Location annotation dataset excerpts
######

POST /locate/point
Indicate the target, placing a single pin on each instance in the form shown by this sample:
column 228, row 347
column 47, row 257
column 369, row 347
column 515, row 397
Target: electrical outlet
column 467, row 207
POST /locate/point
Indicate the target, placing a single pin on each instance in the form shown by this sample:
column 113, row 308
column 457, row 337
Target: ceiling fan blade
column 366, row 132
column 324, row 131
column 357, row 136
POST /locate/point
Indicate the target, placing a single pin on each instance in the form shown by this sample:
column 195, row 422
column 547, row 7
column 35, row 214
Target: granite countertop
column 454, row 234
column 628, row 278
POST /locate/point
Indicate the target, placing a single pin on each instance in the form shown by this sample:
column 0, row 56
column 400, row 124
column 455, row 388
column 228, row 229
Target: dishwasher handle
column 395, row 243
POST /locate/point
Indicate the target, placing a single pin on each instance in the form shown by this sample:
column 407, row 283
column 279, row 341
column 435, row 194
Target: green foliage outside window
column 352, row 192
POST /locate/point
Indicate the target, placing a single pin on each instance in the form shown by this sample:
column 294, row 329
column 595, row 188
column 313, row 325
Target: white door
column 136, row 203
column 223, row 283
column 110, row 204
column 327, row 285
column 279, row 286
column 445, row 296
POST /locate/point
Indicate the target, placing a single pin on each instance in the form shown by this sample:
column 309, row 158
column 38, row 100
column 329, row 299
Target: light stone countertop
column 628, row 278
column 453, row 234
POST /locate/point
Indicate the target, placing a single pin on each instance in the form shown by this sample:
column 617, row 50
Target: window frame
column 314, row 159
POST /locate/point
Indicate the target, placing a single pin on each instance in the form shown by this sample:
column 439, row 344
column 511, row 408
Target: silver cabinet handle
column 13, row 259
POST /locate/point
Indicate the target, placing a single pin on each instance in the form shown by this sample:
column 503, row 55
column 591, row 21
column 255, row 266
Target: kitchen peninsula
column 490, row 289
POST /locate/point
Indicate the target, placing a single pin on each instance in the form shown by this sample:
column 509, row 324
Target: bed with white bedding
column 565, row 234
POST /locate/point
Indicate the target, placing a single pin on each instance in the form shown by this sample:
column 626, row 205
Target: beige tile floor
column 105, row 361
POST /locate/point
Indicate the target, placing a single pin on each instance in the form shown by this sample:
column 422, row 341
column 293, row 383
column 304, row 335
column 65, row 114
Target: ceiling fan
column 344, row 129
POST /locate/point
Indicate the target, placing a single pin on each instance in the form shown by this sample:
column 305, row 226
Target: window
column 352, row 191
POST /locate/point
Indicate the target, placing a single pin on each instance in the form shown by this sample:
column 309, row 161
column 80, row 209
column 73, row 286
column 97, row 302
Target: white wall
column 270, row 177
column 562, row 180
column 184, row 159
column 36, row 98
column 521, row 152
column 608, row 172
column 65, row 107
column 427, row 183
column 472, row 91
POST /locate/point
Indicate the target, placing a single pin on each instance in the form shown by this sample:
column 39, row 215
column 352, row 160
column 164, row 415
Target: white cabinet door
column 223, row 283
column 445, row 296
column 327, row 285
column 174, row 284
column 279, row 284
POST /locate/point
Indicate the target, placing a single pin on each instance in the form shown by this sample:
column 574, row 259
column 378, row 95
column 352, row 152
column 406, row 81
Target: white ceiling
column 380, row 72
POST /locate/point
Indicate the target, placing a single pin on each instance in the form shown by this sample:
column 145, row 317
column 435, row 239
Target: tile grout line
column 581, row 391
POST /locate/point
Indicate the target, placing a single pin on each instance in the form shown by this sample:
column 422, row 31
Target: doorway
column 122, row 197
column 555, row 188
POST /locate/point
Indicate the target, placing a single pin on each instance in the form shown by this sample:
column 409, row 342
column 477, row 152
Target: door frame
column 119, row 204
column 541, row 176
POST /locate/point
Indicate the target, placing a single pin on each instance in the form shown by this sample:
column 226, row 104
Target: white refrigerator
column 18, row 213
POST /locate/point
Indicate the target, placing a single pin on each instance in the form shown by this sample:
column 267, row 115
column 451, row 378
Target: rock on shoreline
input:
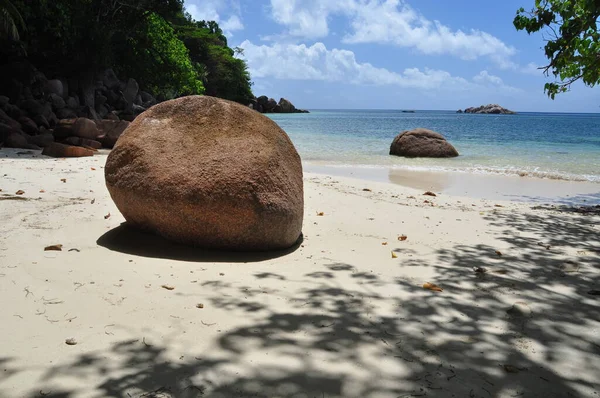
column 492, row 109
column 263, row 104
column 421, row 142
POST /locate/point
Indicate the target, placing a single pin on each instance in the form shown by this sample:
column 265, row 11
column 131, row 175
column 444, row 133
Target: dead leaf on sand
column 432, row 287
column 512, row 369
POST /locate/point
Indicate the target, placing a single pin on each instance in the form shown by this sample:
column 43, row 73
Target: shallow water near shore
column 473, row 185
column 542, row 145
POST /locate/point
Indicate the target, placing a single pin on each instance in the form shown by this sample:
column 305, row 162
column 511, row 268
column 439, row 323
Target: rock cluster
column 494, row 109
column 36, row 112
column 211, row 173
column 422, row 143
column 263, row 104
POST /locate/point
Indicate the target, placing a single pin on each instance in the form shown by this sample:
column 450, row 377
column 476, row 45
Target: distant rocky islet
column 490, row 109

######

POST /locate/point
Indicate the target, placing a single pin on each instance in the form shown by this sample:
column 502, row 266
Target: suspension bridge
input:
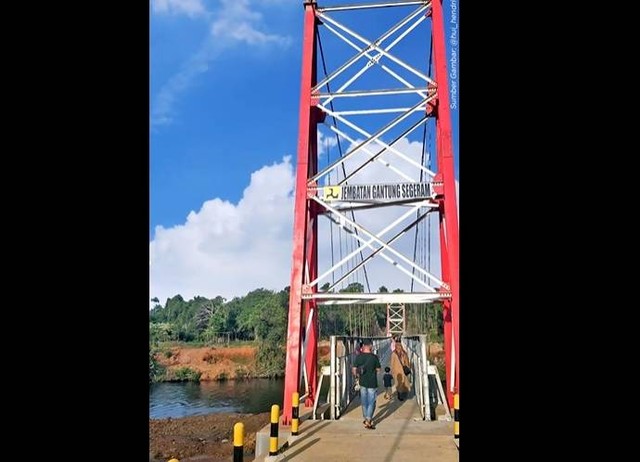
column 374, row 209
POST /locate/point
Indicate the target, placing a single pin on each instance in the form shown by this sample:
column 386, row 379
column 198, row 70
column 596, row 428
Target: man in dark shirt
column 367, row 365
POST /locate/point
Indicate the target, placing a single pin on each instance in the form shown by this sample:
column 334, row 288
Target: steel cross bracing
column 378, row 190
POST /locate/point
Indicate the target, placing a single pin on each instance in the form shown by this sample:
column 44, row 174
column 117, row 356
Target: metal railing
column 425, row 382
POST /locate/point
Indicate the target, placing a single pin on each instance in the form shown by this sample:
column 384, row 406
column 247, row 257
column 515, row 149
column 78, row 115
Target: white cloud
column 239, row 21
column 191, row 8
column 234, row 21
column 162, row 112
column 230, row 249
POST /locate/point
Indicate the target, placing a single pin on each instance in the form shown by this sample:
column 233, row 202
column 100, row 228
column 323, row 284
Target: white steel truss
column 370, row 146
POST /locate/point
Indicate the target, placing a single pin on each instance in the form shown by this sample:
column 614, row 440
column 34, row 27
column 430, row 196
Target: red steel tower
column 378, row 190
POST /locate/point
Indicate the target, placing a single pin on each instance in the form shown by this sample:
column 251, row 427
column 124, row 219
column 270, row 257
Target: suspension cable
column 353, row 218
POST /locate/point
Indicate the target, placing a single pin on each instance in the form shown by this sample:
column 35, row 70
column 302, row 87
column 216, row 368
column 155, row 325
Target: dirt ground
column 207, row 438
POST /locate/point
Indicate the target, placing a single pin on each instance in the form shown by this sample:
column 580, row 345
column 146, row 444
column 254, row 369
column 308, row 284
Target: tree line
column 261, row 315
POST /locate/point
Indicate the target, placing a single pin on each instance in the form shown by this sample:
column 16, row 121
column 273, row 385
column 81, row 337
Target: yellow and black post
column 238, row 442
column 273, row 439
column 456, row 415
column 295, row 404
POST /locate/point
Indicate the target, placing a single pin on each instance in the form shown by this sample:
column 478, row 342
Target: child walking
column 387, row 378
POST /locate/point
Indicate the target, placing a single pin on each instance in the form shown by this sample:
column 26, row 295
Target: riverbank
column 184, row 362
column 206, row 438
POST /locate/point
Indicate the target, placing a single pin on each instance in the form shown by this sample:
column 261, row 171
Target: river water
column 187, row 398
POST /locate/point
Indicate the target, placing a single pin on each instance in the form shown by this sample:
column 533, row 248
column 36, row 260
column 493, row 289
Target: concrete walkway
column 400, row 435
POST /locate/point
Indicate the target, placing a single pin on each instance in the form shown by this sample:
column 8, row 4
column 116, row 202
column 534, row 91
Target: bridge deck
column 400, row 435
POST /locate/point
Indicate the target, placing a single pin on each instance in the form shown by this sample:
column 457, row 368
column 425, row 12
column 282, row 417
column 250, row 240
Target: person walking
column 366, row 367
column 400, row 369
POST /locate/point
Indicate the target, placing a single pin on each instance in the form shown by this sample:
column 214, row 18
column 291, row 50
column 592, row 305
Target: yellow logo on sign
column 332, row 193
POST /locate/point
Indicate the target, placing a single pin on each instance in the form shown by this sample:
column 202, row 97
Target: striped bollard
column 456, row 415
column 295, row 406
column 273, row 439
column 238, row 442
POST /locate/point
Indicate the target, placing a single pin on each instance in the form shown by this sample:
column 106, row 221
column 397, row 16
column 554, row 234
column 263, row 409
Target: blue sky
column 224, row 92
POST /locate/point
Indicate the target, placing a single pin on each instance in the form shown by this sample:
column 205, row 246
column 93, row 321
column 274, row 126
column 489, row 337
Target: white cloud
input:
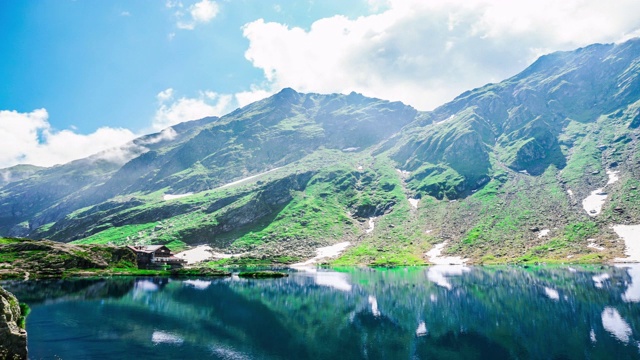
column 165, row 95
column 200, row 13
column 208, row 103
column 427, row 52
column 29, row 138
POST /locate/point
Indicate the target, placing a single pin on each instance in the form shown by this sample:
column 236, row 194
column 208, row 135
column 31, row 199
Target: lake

######

Written task:
Filter the data above, keeping every line that contains the word "frame" and copying each one in full.

Answer to this task:
Target: window frame
Target: door frame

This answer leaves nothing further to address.